### Tugas
Pilih setiap baris di bawah ini yang memuat kata "sign", lalu salin baris-baris tersebut.

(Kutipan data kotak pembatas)
"""

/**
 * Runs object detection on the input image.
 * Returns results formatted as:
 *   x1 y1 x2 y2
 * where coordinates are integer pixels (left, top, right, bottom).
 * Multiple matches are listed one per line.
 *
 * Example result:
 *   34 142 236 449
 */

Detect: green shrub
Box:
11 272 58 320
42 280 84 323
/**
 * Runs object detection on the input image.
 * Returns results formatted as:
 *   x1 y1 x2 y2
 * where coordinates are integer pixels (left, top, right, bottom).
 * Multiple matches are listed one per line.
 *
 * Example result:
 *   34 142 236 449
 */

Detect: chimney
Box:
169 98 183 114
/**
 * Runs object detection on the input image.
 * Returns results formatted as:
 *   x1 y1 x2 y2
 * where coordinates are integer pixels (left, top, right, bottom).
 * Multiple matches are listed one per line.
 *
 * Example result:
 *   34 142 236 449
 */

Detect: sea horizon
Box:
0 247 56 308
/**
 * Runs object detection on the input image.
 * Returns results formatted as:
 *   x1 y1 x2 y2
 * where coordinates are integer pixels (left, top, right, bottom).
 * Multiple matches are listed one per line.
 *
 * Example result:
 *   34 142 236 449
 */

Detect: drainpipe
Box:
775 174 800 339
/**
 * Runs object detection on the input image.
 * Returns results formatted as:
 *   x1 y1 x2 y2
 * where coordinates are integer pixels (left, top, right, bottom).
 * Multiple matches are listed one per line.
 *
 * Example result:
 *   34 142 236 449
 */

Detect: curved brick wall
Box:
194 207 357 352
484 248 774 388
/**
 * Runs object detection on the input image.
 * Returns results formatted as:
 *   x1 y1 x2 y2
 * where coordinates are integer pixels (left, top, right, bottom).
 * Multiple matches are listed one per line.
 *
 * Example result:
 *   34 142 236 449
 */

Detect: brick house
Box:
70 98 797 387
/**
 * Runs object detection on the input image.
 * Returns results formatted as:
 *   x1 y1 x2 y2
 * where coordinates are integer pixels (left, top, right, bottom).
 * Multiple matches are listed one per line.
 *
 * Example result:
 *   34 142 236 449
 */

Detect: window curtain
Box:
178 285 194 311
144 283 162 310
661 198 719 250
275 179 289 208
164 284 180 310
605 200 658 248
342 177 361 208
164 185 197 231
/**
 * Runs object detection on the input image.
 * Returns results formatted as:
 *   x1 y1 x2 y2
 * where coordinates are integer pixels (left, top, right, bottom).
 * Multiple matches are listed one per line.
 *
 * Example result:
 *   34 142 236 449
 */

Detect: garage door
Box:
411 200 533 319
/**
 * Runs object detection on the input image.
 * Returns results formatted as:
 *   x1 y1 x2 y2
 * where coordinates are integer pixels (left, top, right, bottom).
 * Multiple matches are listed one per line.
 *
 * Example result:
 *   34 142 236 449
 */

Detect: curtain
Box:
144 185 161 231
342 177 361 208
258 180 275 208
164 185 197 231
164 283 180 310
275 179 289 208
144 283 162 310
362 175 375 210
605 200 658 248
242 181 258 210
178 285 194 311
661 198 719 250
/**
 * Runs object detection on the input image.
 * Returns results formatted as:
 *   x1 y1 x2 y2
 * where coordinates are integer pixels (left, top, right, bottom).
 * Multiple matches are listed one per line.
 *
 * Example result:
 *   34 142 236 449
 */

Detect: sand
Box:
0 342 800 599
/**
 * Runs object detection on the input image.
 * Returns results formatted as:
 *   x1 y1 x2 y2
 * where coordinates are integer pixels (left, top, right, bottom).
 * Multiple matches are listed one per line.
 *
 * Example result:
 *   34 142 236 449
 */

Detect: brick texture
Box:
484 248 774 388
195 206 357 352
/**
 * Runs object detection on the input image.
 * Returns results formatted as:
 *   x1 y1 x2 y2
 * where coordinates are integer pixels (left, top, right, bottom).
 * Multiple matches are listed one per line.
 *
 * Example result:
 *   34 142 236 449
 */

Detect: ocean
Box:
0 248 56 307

"""
"""

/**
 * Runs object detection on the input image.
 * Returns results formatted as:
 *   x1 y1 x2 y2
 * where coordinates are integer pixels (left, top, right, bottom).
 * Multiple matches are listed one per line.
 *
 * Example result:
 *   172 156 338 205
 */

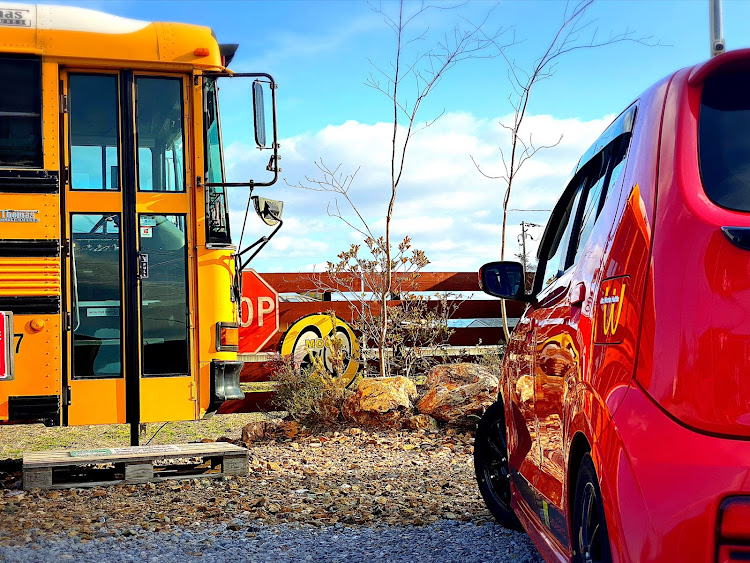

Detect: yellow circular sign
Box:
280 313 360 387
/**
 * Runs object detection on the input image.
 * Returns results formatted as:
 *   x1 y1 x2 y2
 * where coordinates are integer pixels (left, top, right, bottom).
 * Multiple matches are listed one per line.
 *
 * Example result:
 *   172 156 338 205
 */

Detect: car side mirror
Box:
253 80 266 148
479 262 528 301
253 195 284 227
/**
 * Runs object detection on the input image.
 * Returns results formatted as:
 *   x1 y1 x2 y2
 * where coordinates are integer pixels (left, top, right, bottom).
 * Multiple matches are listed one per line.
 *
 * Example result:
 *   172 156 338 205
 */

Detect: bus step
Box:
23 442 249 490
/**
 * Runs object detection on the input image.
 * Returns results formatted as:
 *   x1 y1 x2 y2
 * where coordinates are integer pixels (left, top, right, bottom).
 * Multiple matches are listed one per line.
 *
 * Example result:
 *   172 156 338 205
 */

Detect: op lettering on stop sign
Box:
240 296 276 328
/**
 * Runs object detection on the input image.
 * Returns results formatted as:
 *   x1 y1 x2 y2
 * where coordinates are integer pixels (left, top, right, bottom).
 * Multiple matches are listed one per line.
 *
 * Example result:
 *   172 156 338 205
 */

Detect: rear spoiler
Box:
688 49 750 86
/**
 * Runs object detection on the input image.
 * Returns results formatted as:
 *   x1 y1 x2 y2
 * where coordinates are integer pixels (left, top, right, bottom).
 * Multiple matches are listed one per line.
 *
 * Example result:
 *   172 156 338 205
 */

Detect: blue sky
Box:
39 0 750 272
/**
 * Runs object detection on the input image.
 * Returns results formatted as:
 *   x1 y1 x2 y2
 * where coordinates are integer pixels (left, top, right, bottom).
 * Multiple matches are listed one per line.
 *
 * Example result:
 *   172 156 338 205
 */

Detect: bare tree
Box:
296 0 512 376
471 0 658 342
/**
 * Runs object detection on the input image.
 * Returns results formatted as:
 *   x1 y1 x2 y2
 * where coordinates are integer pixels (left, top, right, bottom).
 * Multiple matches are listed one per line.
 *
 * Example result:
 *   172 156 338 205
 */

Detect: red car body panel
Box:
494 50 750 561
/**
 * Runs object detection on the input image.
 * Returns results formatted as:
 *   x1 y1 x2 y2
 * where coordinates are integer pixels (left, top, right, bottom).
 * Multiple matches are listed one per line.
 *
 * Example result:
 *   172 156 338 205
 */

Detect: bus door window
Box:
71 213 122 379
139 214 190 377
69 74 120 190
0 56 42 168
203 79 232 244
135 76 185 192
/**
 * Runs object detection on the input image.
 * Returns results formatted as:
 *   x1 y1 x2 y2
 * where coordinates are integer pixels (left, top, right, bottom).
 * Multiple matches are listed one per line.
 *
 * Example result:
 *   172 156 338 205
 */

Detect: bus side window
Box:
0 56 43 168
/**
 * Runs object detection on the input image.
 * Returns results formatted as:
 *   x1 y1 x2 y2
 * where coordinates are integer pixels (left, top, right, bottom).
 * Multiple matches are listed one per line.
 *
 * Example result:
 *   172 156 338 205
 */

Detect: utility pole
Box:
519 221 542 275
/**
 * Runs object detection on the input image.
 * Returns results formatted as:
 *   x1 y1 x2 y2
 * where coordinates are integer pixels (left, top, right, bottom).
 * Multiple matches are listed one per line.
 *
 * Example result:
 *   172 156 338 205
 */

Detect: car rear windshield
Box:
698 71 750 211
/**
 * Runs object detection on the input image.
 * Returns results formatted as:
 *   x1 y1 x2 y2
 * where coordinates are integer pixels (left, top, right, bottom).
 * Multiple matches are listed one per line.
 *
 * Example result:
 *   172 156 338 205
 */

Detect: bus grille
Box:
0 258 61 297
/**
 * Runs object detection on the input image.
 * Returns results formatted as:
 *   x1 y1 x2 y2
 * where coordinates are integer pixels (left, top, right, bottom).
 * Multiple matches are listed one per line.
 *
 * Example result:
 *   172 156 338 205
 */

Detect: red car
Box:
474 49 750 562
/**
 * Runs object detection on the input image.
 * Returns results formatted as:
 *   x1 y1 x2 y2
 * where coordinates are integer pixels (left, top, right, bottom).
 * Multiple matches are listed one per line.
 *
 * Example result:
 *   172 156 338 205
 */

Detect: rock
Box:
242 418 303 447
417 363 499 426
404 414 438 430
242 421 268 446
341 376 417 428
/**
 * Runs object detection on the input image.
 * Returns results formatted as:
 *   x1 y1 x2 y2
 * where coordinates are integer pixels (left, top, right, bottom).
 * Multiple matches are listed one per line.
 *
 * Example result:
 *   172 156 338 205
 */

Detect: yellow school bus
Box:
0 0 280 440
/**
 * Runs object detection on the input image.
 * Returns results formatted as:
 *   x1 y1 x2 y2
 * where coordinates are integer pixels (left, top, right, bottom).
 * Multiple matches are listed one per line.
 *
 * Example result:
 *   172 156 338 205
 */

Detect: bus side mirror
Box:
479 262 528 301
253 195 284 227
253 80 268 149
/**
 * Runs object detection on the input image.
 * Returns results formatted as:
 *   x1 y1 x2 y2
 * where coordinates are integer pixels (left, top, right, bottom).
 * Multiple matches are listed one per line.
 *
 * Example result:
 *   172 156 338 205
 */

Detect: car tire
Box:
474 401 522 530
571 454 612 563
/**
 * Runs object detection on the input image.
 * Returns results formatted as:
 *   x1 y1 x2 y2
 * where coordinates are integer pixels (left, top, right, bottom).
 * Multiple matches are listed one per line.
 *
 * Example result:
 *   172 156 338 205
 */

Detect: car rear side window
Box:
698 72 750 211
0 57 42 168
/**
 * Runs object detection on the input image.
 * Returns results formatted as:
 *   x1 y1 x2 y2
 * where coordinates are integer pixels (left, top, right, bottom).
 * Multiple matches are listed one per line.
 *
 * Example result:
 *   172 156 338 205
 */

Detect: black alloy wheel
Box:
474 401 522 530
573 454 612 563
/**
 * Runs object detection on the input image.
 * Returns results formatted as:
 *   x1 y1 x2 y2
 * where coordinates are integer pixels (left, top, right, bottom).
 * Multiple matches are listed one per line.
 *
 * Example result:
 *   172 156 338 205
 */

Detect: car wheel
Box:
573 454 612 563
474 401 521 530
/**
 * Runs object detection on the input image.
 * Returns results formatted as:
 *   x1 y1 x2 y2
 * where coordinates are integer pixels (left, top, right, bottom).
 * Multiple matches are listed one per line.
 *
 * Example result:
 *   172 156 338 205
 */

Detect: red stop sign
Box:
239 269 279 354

"""

### Jawaban
Detect: yellow circular sign
Detect: op lettering on stop sign
Detect: red stop sign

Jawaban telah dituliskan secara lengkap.